Task requirements.
Print the following entries without any change.

━━━

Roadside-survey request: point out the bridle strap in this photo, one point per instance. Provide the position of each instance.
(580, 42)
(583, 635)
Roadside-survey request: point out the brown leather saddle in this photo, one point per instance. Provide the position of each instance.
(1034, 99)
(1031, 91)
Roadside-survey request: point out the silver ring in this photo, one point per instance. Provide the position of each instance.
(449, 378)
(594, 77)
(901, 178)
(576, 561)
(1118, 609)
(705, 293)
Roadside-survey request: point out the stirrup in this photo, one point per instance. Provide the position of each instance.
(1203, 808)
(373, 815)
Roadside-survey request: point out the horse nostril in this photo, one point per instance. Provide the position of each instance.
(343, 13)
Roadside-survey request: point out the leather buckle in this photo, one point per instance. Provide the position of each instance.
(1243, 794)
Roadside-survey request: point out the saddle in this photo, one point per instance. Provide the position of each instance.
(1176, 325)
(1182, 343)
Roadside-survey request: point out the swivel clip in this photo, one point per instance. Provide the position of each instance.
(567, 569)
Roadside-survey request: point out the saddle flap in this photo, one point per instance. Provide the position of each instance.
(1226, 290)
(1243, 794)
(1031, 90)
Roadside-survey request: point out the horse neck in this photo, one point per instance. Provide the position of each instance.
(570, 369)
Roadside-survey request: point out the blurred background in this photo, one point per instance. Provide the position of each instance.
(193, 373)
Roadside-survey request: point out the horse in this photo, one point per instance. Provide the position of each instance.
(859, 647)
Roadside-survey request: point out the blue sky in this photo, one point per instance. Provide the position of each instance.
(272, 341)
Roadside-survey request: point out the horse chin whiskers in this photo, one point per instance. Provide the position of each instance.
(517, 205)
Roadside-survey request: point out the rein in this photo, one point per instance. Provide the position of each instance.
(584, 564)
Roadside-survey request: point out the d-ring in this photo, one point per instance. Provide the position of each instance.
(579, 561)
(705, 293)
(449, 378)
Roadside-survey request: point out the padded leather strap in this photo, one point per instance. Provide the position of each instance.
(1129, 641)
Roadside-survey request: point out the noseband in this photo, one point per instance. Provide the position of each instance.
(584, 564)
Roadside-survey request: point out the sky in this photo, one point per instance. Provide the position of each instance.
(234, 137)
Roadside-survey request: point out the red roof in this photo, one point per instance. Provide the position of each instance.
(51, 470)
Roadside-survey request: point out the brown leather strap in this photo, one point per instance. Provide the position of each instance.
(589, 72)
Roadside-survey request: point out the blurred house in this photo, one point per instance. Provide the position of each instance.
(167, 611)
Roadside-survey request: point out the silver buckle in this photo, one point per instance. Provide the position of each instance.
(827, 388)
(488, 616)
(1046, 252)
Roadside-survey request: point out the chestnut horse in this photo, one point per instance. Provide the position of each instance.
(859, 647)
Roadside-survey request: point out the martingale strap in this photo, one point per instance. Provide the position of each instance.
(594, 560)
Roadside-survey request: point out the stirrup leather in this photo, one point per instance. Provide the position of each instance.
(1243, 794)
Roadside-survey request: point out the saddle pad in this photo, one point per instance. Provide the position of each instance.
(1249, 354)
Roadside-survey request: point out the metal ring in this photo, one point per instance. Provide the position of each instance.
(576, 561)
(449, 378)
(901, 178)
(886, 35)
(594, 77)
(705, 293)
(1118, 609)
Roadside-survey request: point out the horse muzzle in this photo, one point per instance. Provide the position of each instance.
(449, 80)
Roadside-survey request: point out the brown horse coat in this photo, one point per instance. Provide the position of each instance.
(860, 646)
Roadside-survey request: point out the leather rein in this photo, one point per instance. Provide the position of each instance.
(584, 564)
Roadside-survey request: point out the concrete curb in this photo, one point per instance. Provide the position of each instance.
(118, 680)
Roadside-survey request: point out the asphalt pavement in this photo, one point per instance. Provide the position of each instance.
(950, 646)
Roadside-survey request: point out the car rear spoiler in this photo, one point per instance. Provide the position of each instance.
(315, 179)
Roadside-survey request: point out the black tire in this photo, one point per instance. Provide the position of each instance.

━━━

Your response.
Roadside-survey request: point out the bridle strap in this photo, one point per instance. Provide the position of each instance.
(580, 42)
(583, 635)
Roadside-survey request: point out the brown leather saddle in this photo, one point per instance. Provide the position of each instance.
(1034, 99)
(1031, 91)
Roadside-survey request: point out the silver ring in this photo, one point per instance. Provide the position of each instance.
(449, 378)
(594, 77)
(901, 178)
(576, 561)
(1118, 609)
(705, 293)
Roadside-survey request: point out the stirrup in this photo, one point per instance. Provide the position of each instance.
(1203, 808)
(373, 815)
Roadside-survey request: point out the horse nostril in this photo, one point per instance. Provide the position of each instance.
(343, 13)
Roadside-survey request: point out the leather buckle in this photo, one point per instance. Provide the position of each instance.
(1243, 794)
Roadside-survey request: point out the saddle in this photo, one point per instance. Provide the position of each instance.
(1176, 325)
(1182, 343)
Roadside-survey request: point out the swivel clip in this photo, one point per instance. Provide the position of each instance.
(567, 569)
Roadside-survey request: point out the saddle flap in this photo, one point per instance. Provide the position of each instance.
(1226, 290)
(1243, 794)
(1031, 90)
Roadside-survey request: point out the horse neck in this photo, one point per instance. Provide the position of each instance.
(570, 369)
Roadside-survey request: point out the blurred background in this photo, one point per instance. Provide the position of each instance.
(193, 373)
Roadside-survey request: point out the horse in this photo, one point per instance. Provide the position of each instance.
(859, 647)
Roadside-survey request: point out the blue sky in this photo, one point per instance. Provide the position of each instance.
(272, 341)
Roadside-survey request: point out the horse chin whiskers in this photo, one point per instance. Provide the position of each instance.
(517, 205)
Roadside-survey request: point out the rein in this photo, one point per instance. Provide the position of each instance.
(584, 564)
Roadside-survey request: point out the d-ring in this photo, one point per instance. Provide the position of each instance.
(579, 561)
(705, 293)
(449, 378)
Roadside-survey request: point out the padded leather strap in this photo, one point per instance. Provide the position of each instance.
(1129, 641)
Roadside-survey request: point out the noseband in this photo, one point per instance. Provide the position of each instance.
(584, 564)
Roadside-survey request: point out the sky in this photo, one point per instance. Provide the position of each instance.
(234, 137)
Roadside-survey request: point out the red roof in this photo, one point per instance. Provide the position of each instance.
(51, 470)
Roadside-survey request: point out the brown leather strap in this photo, one point per instance. Provide the position of each instance.
(589, 72)
Roadside-survey request: point out the blurred house in this photo, one point per instance. Provide the position of each instance.
(167, 611)
Roadside-survey request: point out the silver buckle in this photo, one point per instance. Provide the position of each instance.
(827, 388)
(488, 616)
(1046, 252)
Roadside-survey request: point out the chestnut horse in this photo, one point per instance. Provide the position of each instance.
(859, 647)
Roadside-survey request: point out the martingale strap in this photo, one point per instance. Provide the position of each instance.
(594, 560)
Roadside-survey request: point out the stirrup leather in this photo, one point per instance. Provide the position of each instance.
(1243, 794)
Roadside-survey request: point out the saddle pad in this photo, one point per instance. Provide the position of each instance.
(1249, 354)
Roadside-survey request: point out the metal ring in this photo, one point per instance. Provide the position of each instance.
(576, 561)
(449, 378)
(901, 178)
(886, 35)
(594, 77)
(705, 293)
(1118, 609)
Roadside-survey request: point out the horse muzzle in this photo, one point per instance. Provide the position of each instance.
(449, 80)
Roadside-survey request: point out the brown horse coat in this photo, one point per instance. Provide the position of each instance.
(860, 646)
Roadside-survey request: point out the leather rein in this photo, one point per instance. Provide the position of each instance.
(584, 564)
Roadside-survey request: point out the concrete curb in this photo, one point per instance. Provide the position of each instance.
(118, 680)
Roadside-survey request: point out the asphalt pavement in this photo, one point per instance. Provide the position of each instance.
(950, 646)
Roadside-survey request: point out the car rear spoiler in this photo, one point per instance. Provide the position of each instance.
(315, 179)
Roadside-survey request: point out the black tire in this photo, one point per instance. Provide the position of each instance.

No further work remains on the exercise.